-------- Page excerpt --------

Narratology and Narrative Theory

Fall 1999
Instructor:  David Herman
Tompkins 230
Phone:  919.515.4150
E-mail:  dherman@unity.ncsu.edu
Homepage:  http://www4.ncsu.edu/~dherman

Description:

Over the past couple of decades, "narrative," a multifaceted object of inquiry, has moved to the forefront of research in the humanistic and social-scientific disciplines.  As accounts of what happened to particular people in particular circumstances and with specific consequences, stories have been recognized as a basic human strategy for coming to terms with time, process, and change.  Accordingly, this course is designed to have broad-based appeal for graduate students interested in linguistics, cognitive and computer science, film, design, and rhetoric as well as those specializing in literature and literary theory.  The course aims to shed light on narrative as a cognitive style and discourse genre as much as a resource for literary writing.

-------- Data lines --------

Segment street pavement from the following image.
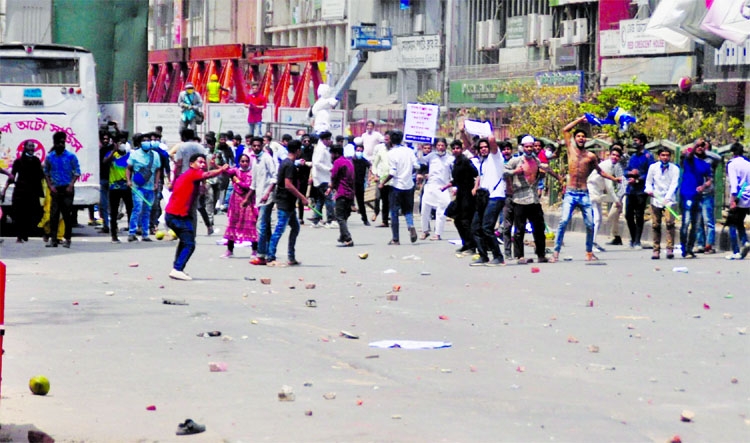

--------

• _Instructions for the task_: Transcribe the part of the narratology course description above that opens with the words "Over the past" and closes with "for literary writing.".

• _Exercise output_:
Over the past couple of decades, "narrative," a multifaceted object of inquiry, has moved to the forefront of research in the humanistic and social-scientific disciplines.  As accounts of what happened to particular people in particular circumstances and with specific consequences, stories have been recognized as a basic human strategy for coming to terms with time, process, and change.  Accordingly, this course is designed to have broad-based appeal for graduate students interested in linguistics, cognitive and computer science, film, design, and rhetoric as well as those specializing in literature and literary theory.  The course aims to shed light on narrative as a cognitive style and discourse genre as much as a resource for literary writing.